(begin)

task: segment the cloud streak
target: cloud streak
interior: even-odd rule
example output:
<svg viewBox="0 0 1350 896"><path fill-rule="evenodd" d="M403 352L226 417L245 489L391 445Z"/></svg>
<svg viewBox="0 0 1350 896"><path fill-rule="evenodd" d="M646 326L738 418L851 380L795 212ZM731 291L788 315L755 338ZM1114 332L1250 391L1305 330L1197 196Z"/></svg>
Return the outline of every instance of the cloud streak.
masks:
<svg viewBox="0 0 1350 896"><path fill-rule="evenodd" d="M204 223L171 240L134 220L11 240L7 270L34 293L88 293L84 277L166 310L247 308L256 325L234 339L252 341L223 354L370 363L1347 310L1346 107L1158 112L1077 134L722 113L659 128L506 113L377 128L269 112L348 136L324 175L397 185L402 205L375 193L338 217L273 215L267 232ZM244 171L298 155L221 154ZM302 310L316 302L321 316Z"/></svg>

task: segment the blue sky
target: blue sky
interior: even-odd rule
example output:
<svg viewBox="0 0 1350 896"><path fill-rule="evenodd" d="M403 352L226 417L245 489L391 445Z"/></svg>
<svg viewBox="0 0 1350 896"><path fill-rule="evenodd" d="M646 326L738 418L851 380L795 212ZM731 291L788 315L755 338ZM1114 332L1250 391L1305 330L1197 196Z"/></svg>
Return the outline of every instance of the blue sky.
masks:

(end)

#### Stated exercise:
Rewrite the entries above as a JSON list of strings, one string per line and blank lines omitted, from the start of the entries through the line containing "223L171 240L134 220L11", inclusive.

#### Expected output:
[
  "task: segment the cloud streak",
  "target: cloud streak",
  "interior: even-odd rule",
  "example output:",
  "<svg viewBox=\"0 0 1350 896\"><path fill-rule=\"evenodd\" d=\"M403 352L226 417L245 489L391 445Z\"/></svg>",
  "<svg viewBox=\"0 0 1350 896\"><path fill-rule=\"evenodd\" d=\"M646 326L738 418L851 380L795 212ZM731 291L788 315L755 338ZM1114 332L1250 391L1305 330L1197 196Z\"/></svg>",
  "Return the outline of every instance of the cloud streak.",
  "masks:",
  "<svg viewBox=\"0 0 1350 896\"><path fill-rule=\"evenodd\" d=\"M204 223L171 240L134 220L11 240L7 270L34 293L88 293L84 277L166 310L247 308L256 325L234 339L252 341L223 354L370 363L1347 310L1346 107L1158 112L1077 134L722 113L659 128L506 113L377 128L269 112L348 136L324 175L397 185L402 205L375 193L338 217L273 215L267 232ZM244 171L298 155L221 154ZM302 310L316 302L321 316Z\"/></svg>"
]